:: DATASET EXTRACT ::
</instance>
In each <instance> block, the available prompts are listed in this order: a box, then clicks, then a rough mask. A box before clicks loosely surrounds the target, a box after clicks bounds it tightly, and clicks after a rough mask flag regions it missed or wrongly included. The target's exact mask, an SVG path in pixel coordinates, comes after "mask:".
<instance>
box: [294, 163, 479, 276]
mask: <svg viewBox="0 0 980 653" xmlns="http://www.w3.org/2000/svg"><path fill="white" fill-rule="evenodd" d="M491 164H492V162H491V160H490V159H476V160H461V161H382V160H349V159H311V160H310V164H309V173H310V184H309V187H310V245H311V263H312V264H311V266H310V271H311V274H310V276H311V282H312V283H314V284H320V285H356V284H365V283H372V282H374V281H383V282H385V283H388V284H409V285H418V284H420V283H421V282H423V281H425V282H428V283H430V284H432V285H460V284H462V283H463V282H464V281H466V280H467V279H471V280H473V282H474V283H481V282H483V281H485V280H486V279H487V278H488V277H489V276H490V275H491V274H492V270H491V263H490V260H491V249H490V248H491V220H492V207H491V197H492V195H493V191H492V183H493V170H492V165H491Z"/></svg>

:: REQUEST ::
Show each line of the records above that contains the string "mask". Case counts.

:: SOLUTION FOR THIS PROBLEM ::
In each <instance> block, the available prompts are listed in this order: a box, then clicks, then a rough mask. A box before clicks loosely surrounds the target, a box after clicks bounds it tightly, and clicks after a rough mask flag regions it missed or wrongly included. The target's exact mask, an SVG path in pixel coordinates, comes after "mask:".
mask: <svg viewBox="0 0 980 653" xmlns="http://www.w3.org/2000/svg"><path fill="white" fill-rule="evenodd" d="M491 164H492V162H491V160H490V159H476V160H461V161H382V160H349V159H311V160H310V164H309V173H310V184H309V187H310V245H311V263H312V264H311V266H310V271H311V274H310V276H311V282H312V283H314V284H320V285H356V284H365V283H372V282H374V281H383V282H385V283H388V284H409V285H418V284H420V283H421V282H423V281H425V282H428V283H430V284H432V285H460V284H462V283H463V282H464V281H466V280H467V279H471V280H473V282H474V283H481V282H483V281H485V280H486V279H487V278H488V277H489V276H490V275H491V274H492V270H491V263H490V260H491V249H490V248H491V220H492V207H491V197H492V195H493V191H492V183H493V170H492V165H491Z"/></svg>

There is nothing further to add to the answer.